The task:
Arrange all of the data below as a numbered list, one item per line, and omit any blank lines.

***** Listing *****

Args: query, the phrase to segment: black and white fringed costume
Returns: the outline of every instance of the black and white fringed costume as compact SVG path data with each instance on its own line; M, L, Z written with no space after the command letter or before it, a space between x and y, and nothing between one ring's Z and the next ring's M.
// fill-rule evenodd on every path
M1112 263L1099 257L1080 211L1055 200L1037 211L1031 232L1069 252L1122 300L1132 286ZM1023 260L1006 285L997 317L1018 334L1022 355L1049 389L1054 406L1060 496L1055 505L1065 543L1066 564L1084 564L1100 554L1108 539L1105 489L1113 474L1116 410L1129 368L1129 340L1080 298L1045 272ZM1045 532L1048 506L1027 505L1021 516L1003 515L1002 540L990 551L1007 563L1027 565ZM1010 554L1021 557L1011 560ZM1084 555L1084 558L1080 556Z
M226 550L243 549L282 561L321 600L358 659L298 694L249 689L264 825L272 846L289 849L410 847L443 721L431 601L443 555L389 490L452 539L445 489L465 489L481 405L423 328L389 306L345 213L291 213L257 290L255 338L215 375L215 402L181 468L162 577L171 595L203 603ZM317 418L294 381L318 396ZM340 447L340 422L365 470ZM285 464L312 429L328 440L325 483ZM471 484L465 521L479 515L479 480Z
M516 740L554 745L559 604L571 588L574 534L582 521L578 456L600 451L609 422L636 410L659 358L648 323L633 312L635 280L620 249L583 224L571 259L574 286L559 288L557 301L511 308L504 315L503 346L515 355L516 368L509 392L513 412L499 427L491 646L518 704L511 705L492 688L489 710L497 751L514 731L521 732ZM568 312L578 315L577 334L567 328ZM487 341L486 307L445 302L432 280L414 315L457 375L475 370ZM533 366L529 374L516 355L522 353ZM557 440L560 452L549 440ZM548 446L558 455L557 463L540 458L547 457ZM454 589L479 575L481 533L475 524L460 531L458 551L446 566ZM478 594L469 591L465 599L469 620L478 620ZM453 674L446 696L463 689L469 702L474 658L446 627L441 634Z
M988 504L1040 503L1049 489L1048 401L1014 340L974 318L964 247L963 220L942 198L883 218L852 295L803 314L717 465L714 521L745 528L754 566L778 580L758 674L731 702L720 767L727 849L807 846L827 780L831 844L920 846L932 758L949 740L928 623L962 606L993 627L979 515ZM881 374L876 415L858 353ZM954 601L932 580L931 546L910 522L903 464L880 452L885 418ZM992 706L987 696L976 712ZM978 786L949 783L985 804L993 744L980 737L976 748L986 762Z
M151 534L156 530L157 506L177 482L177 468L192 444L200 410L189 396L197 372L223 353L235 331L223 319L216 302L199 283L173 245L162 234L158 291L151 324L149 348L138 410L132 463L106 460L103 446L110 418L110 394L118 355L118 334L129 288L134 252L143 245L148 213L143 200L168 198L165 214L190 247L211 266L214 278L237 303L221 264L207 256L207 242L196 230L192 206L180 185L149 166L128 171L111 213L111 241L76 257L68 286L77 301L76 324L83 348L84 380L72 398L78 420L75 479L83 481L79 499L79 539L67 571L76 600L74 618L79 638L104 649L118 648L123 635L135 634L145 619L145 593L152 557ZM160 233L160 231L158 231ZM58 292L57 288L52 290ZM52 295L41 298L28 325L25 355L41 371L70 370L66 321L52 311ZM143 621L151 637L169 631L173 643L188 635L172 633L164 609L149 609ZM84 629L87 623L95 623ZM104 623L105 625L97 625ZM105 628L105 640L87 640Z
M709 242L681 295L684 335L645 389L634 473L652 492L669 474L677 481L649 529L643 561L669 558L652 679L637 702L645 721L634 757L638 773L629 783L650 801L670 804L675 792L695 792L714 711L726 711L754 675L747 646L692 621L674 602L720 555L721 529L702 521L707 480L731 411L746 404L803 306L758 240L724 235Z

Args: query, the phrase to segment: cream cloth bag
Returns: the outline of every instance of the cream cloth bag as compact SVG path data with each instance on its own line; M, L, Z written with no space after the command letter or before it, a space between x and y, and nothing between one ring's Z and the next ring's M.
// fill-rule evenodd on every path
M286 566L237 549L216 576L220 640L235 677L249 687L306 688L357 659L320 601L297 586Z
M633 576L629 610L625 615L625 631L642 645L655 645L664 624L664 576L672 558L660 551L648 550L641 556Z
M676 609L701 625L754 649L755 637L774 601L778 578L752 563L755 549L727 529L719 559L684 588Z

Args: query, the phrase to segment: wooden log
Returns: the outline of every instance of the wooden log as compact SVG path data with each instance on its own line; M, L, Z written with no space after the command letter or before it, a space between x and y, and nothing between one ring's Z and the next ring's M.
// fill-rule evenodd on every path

*****

Exercise response:
1. Args: query, the phrase to segment: black and white fringed costume
2. Returns: the outline of every instance of the black and white fringed costume as compact SVG path data with each instance on its own line; M, L, Z written with no space after the command letter or before it, a space between x and y, and nothing between one ring's Z and the next ring's M.
3. // fill-rule evenodd on every path
4. M1112 263L1099 257L1080 211L1055 200L1037 211L1031 232L1069 252L1122 300L1132 286ZM1023 260L1006 285L997 317L1018 334L1022 355L1049 389L1054 406L1060 496L1055 505L1065 543L1066 564L1084 564L1100 554L1108 539L1105 489L1113 474L1116 410L1129 368L1129 340L1080 298L1045 272ZM1045 532L1048 506L1027 505L1021 516L1003 515L1002 540L990 551L1007 563L1027 565ZM1010 554L1021 557L1011 560ZM1084 555L1084 558L1080 556Z
5. M226 550L243 549L282 561L321 600L358 659L298 694L249 689L264 825L272 846L289 849L410 847L443 721L431 601L443 555L389 490L452 539L445 489L465 489L481 405L423 328L389 306L345 213L291 213L257 290L255 338L215 375L215 402L181 468L162 577L171 595L203 603ZM317 418L294 381L318 396ZM340 447L340 422L365 470ZM285 464L312 429L328 440L325 483ZM471 484L465 521L479 515L479 480Z
6. M516 740L554 745L559 604L571 588L574 534L582 521L578 456L600 451L609 422L636 410L659 358L648 323L633 312L635 280L620 249L583 224L571 259L574 286L559 288L557 301L511 308L504 315L503 346L515 355L516 368L509 392L513 412L499 427L491 646L518 704L511 705L492 688L489 710L497 751L514 731L521 732ZM568 312L578 315L577 334L567 328ZM487 341L486 307L445 302L432 280L414 315L457 375L475 370ZM533 366L529 374L516 355L522 353ZM557 440L560 452L549 440ZM548 446L558 455L557 463L540 458L547 457ZM454 589L479 575L481 533L475 524L460 531L458 551L446 566ZM478 594L469 591L465 599L469 620L478 620ZM453 674L446 696L463 689L469 702L474 658L446 627L441 634Z
7. M988 504L1040 503L1049 489L1048 401L1014 340L974 318L964 247L963 220L942 198L883 218L852 295L803 314L717 465L714 521L745 528L754 566L778 580L758 674L731 702L720 767L727 849L807 846L827 780L831 844L920 846L932 758L949 740L928 623L962 606L993 627L979 515ZM881 374L876 415L858 353ZM954 601L932 580L931 546L910 522L903 464L880 452L885 418ZM992 706L987 696L976 712ZM978 786L949 783L985 804L993 744L980 737L976 748L986 762Z
8. M151 534L156 530L157 506L177 482L177 468L192 444L200 410L189 396L197 372L223 353L235 331L223 319L216 302L199 283L173 245L162 234L158 291L151 324L149 348L138 410L132 463L106 460L103 446L110 418L110 394L118 355L118 334L129 288L134 252L143 245L148 213L143 200L168 198L165 214L190 247L211 266L214 278L237 303L221 264L207 256L207 242L196 230L192 206L180 185L149 166L128 171L111 213L111 241L76 257L68 286L77 301L76 324L83 348L84 380L72 398L78 420L75 479L83 481L79 499L79 539L67 571L76 600L74 618L79 638L104 649L118 648L123 635L135 634L145 619L145 593L152 557ZM160 233L160 231L158 231ZM58 292L57 288L52 290ZM52 295L41 298L28 325L25 355L41 371L70 370L66 321L52 311ZM143 621L151 637L169 631L173 643L188 635L172 633L164 609L149 609ZM84 629L87 623L95 623ZM104 623L105 625L97 625ZM105 628L105 640L87 640Z
9. M709 242L681 295L684 335L645 389L634 473L652 492L669 474L677 481L649 529L643 561L669 558L652 679L637 702L645 721L634 757L638 773L629 783L650 801L670 804L675 792L695 792L714 711L726 711L754 675L747 646L692 621L674 602L720 555L721 529L702 521L707 480L731 411L746 404L803 306L758 240L724 235Z
10. Args: query, the phrase to segment: cream cloth bag
11. Returns: the outline of every instance of the cream cloth bag as compact SVG path data with each instance on its own line; M, L, Z written with no space after the command letter or before it, a space between x and y, and nothing between one ring's Z and the next ring's M.
12. // fill-rule evenodd on every path
13. M286 566L237 549L216 576L220 640L235 677L249 687L306 688L357 659L320 601L297 586Z
14. M633 576L629 610L625 615L625 631L642 645L655 645L664 624L664 576L672 558L660 551L648 550L641 556Z
15. M676 609L701 625L754 649L755 637L774 601L778 578L752 563L755 549L727 529L719 559L684 588Z
16. Args: query, the phrase to segment: wooden log
17. Returns: the outline of every instance of the wooden log as compact SVG path data with each instance on its own line; M, L, Z written with no space after the command letter or before it, a space between x and y, and nothing between one ring's Z and the next ring's M.
18. // fill-rule evenodd on every path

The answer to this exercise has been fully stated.